__SOURCE DOCUMENT__:
^^^^

3.2. Drone Class Classification without Augmentation
To establish a baseline for drone sound classification, four distinct classifiers were trained without data augmentation techniques under seemingly identical conditions. Despite using the same script for each run, significant outcome variations were observed across classifiers. Confusion matrices in
Figure 2 illustrate these differences, with the accuracy for correctly classifying C0 drones fluctuating between 82.8% and 87.2% and C1 drones between 87.4% and 93.7%. Variations were also notable in the more nuanced classifications of C2 and C3 categories.
The observed inconsistencies in classifier outcomes are attributed to the stochastic nature of ML model training processes, including random weight initialization and inherent probabilistic elements in learning algorithms. These variabilities significantly impact ML models’ performance and generalization capabilities. The baseline experiment without data augmentation highlights the importance of considering these stochastic processes during model training, which can cause notable performance variability, even with identical setups. This underscores the necessity for meticulous experimental design, such as using fixed seeds for random number generators, to ensure reproducibility and reliability in ML research.
Table 3 summarizes the performance of sixteen classifiers, divided into four groups with four classifiers each, trained under identical conditions without data augmentation. These groups are differentiated by the random seed initialization used: no seed, seed initialized to 1, seed initialized to 2, and seed initialized to 3. The classifiers within each seed group were trained to assess the impact of controlled initial conditions on the consistency of performance metrics.

^^^^

__Lines of data__:
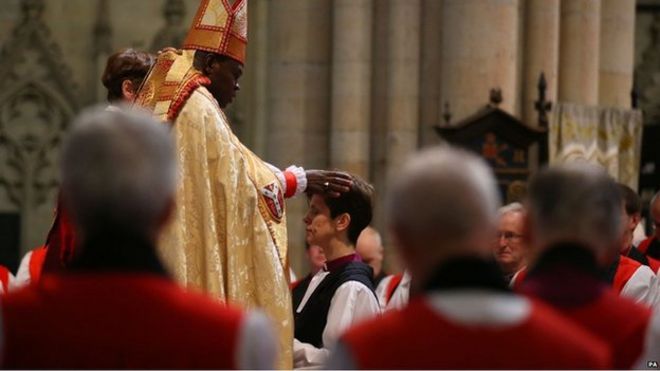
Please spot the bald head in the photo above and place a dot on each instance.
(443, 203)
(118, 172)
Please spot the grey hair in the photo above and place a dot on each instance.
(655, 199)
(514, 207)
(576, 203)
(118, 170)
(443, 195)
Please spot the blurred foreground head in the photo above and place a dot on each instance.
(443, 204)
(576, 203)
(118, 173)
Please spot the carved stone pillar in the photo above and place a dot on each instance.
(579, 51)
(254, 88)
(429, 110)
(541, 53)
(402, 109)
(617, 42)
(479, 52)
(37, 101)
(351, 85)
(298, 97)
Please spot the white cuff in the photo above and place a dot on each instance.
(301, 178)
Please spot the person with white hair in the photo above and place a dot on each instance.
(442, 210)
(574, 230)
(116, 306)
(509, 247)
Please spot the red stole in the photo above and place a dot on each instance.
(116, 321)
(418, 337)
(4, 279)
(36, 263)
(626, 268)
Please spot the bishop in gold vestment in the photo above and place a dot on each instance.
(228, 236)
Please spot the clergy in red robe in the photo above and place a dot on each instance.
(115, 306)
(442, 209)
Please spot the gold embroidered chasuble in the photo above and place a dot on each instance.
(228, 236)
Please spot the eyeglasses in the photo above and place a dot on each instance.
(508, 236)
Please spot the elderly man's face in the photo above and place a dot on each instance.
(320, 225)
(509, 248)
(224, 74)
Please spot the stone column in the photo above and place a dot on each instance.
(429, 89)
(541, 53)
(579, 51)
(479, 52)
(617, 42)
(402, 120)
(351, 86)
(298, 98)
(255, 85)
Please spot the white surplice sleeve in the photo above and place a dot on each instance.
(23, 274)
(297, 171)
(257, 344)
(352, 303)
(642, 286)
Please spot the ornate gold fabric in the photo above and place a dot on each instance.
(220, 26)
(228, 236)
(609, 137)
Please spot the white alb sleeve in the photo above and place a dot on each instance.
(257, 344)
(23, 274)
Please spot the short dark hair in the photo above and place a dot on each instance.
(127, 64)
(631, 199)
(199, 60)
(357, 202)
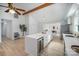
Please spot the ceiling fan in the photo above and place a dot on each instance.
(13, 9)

^^^^

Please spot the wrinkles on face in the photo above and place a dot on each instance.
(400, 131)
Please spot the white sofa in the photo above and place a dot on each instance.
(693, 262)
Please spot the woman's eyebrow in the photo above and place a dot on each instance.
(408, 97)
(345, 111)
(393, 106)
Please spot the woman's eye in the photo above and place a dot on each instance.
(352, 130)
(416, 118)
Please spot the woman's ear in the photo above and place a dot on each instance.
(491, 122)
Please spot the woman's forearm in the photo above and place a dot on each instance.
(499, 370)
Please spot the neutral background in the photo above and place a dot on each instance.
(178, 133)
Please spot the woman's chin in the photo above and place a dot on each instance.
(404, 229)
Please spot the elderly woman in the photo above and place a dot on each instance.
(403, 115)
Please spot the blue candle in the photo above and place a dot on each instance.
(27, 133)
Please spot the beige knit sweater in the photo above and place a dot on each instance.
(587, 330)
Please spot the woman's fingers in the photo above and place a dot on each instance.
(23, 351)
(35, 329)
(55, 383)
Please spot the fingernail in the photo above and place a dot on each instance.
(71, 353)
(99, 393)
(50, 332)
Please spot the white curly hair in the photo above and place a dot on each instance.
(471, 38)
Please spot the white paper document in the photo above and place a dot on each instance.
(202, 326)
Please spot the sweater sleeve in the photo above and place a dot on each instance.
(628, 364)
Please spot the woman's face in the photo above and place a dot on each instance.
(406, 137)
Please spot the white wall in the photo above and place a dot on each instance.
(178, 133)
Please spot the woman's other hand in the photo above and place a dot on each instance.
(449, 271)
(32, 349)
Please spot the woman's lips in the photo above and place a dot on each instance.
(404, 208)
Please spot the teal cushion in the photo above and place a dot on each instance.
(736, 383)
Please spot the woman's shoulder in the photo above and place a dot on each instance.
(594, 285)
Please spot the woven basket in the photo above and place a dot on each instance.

^^^^

__PROBLEM SET__:
A: For the passage on drone classification without augmentation, decide whether each statement agrees with it: (i) the four baseline classifiers were trained with different scripts; (ii) accuracy for correctly classifying C1 drones ranged from 87.4% to 93.7%; (iii) Table 3 reports sixteen classifiers split into four groups by random seed initialization. Answer yes or no for each, quoting the deciding words of the passage.
B: Write the next part of the passage on drone classification without augmentation, continuing after its final sentence.

__TASK RESULTS__:
A:
(i) No: "Despite using the same script for each run, significant outcome variations were observed across classifiers."
(ii) Yes: "C1 drones between 87.4% and 93.7%"
(iii) Yes: "Table 3 summarizes the performance of sixteen classifiers, divided into four groups with four classifiers each" and "These groups are differentiated by the random seed initialization used"

B:
The group without seed initialization showed significant variability in performance, with the standard deviation of accuracy across classes (C0 to C3), averaging 1.2% for prediction and 1.0% for recall. This reflects the stochastic influence on classifiers when random processes are not controlled. In contrast, the seeded groups exhibited more consistency, with standard deviations in accuracy reduced to around 1.0% maximum and 0.5% minimum.
Although only four classifiers were trained per seed, which may be considered a limited sample for statistical robustness, the results demonstrate a clear trend. Classifiers with controlled seed initialization yielded more consistent accuracies, suggesting that non-random weight initialization can lead to more reliable classification results. The observed trend, despite the small sample size, underscores the potential influence of controlled initial conditions on model performance. Further research with a larger number of classifiers per seed could provide additional insights into the effects of weight initialization on classifier performance.
The analysis of these outcomes highlights the necessity for careful consideration of initialization processes in ML classifiers, acknowledging the balance between random variability and the quest for replicable results. It is generally important to use randomness in ML to provide the best stability and robustness for the most of neural networks. For the purpose of investigating the influence of several adjustments like augmentations on general performance, however, fixed seed augmentation could reduce noise and increase the comparability.
The performance of the first drone classifier, with seed 1, as detailed in
Table 3, was evaluated by classifying a C3 drone (HP-X4 2020) from an outdoor experiment. The outcomes of this real-world application are depicted in
Figure 3.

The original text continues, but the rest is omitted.